Return every line in the items below that contains the string "goose", treating uppercase and lowercase as different.

>> Start GIVEN INFORMATION

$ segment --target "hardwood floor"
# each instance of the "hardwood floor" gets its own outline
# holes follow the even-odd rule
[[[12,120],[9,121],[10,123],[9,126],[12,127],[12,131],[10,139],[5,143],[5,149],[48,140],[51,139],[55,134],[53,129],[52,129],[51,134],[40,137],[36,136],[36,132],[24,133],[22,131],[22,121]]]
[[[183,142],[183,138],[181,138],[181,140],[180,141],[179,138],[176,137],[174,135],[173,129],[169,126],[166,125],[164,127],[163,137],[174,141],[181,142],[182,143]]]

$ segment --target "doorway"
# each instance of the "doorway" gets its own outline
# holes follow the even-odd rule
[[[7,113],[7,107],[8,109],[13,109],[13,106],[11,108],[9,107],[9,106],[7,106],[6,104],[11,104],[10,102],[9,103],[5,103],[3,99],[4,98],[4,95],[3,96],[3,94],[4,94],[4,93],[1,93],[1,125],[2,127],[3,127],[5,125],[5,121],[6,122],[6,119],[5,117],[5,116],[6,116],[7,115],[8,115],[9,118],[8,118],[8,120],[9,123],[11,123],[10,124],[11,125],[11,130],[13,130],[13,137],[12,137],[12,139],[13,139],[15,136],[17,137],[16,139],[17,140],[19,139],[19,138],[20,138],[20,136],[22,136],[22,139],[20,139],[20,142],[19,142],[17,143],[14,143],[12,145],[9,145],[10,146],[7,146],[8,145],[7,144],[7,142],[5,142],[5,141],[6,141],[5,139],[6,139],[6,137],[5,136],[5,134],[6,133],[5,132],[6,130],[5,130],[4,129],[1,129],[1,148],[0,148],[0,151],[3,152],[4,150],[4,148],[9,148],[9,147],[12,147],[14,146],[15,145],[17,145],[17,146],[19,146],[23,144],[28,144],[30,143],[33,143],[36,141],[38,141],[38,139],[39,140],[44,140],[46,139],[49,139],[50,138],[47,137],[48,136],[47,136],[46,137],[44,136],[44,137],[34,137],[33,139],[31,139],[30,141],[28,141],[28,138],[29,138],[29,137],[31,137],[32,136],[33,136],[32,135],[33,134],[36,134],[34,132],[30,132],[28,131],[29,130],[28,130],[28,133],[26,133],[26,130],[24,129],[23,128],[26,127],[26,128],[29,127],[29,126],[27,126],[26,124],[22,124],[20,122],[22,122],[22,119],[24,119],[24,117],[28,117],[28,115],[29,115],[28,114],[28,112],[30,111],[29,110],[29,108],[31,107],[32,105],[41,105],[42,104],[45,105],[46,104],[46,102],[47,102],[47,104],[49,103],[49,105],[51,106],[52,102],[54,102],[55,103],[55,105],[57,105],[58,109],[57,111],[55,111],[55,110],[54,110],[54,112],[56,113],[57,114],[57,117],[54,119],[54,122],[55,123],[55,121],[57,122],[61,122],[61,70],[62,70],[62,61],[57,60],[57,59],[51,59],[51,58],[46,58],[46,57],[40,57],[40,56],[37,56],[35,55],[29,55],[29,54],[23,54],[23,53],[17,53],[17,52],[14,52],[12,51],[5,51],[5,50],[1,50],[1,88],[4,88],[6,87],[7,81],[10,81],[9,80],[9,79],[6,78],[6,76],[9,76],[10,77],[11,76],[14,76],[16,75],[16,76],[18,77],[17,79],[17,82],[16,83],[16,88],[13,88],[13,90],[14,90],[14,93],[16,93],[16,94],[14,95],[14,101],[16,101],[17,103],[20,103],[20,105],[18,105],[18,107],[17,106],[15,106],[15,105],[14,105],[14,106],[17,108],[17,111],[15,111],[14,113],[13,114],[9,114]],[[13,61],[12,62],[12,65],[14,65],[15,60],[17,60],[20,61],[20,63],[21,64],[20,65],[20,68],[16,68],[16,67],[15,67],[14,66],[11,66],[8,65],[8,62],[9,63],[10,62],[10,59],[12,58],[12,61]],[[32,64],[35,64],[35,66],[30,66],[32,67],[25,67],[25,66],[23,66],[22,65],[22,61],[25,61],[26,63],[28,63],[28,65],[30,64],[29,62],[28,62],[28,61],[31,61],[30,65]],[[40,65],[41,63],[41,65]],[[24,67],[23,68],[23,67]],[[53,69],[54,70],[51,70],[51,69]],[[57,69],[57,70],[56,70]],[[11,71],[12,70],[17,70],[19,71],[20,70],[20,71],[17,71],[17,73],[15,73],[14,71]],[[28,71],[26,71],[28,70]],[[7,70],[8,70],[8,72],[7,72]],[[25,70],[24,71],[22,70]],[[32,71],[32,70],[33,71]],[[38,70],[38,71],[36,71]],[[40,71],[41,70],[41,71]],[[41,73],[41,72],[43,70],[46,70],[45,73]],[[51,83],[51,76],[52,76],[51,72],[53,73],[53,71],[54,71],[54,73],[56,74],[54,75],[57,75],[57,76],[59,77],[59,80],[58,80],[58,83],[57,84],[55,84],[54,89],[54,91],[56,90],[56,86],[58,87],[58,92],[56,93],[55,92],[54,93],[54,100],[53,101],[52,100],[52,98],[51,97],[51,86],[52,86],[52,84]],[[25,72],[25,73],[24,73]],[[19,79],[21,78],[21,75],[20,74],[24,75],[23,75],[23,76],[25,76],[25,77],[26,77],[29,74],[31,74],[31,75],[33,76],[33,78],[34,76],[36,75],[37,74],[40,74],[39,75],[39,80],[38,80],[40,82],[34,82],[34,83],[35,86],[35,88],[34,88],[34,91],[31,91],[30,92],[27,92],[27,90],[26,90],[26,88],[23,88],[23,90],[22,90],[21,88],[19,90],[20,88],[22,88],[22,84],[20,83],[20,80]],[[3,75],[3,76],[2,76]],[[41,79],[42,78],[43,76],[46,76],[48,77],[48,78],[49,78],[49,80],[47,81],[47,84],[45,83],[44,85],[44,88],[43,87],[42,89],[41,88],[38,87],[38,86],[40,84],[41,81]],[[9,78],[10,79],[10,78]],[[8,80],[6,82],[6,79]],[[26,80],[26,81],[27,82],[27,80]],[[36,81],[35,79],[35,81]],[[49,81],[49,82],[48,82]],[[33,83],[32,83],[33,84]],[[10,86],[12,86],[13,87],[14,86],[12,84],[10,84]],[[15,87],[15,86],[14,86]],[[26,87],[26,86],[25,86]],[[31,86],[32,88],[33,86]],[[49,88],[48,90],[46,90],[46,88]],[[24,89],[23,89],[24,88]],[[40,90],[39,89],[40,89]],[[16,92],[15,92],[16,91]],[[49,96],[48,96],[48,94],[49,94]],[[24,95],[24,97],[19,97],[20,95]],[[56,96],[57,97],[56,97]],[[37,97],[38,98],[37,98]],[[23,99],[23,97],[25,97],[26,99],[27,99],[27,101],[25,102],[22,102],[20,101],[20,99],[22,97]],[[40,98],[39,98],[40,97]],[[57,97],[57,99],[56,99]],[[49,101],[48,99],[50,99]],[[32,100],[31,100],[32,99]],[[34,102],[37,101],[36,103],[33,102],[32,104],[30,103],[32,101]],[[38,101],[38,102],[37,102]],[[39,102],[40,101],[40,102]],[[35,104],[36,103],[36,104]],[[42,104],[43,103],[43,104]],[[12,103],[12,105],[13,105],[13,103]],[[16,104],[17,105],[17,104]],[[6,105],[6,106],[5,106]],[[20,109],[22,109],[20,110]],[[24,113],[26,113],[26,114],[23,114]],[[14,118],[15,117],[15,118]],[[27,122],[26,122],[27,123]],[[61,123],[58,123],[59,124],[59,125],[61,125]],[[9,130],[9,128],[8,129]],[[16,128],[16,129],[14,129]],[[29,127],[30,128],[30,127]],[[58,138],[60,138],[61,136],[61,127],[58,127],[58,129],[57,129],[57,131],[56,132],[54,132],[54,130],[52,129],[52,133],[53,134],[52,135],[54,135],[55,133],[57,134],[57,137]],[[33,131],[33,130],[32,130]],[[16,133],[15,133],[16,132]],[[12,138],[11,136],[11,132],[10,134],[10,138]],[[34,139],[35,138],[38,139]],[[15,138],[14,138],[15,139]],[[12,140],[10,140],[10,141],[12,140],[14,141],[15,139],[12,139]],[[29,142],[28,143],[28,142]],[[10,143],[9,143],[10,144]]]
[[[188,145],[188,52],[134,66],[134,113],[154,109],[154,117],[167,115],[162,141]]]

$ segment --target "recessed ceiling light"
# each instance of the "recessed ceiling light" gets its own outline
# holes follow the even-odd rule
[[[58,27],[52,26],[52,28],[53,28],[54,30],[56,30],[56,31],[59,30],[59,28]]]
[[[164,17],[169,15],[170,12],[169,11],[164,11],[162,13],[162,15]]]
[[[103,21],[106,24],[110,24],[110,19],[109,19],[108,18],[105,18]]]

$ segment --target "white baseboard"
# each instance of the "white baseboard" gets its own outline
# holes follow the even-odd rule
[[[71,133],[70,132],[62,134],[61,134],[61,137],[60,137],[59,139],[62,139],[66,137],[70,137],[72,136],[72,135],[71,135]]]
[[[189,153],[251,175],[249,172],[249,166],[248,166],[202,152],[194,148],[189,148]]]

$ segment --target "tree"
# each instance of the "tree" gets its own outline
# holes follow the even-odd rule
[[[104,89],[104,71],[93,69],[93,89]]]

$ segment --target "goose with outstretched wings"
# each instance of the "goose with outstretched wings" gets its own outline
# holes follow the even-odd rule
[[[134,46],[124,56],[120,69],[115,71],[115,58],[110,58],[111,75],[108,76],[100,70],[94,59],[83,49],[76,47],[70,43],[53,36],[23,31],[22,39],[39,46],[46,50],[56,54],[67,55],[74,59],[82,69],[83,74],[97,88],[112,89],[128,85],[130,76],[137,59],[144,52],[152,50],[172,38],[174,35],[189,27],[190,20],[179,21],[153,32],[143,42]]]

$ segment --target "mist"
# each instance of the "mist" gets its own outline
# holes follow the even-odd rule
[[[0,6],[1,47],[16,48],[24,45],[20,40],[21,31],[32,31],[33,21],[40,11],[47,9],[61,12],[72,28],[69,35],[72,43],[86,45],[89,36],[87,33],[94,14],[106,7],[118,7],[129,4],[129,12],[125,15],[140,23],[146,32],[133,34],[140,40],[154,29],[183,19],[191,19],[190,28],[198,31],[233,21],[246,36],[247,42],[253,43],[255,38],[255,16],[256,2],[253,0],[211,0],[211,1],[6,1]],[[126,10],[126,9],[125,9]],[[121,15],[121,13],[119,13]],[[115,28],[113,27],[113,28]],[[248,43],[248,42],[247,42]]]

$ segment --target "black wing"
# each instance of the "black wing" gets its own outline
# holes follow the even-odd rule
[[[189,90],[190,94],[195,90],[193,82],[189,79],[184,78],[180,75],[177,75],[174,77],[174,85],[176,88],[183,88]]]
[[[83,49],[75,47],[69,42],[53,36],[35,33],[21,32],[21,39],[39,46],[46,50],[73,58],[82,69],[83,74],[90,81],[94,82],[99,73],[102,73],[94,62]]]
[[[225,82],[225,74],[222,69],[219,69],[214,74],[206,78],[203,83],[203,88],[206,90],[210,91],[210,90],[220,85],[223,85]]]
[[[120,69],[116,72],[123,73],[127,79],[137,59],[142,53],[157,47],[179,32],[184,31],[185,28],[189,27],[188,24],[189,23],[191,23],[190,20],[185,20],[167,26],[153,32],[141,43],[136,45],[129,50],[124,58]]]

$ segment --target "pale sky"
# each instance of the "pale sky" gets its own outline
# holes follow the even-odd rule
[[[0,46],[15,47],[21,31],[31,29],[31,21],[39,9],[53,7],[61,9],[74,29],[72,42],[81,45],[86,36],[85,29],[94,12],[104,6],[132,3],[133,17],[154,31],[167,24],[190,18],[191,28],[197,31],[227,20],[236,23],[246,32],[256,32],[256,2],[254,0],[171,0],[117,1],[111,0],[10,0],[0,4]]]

>> End GIVEN INFORMATION

= EXPECTED OUTPUT =
$ segment --target "goose with outstretched wings"
# each instance of the "goose with outstretched wings" gets its own outline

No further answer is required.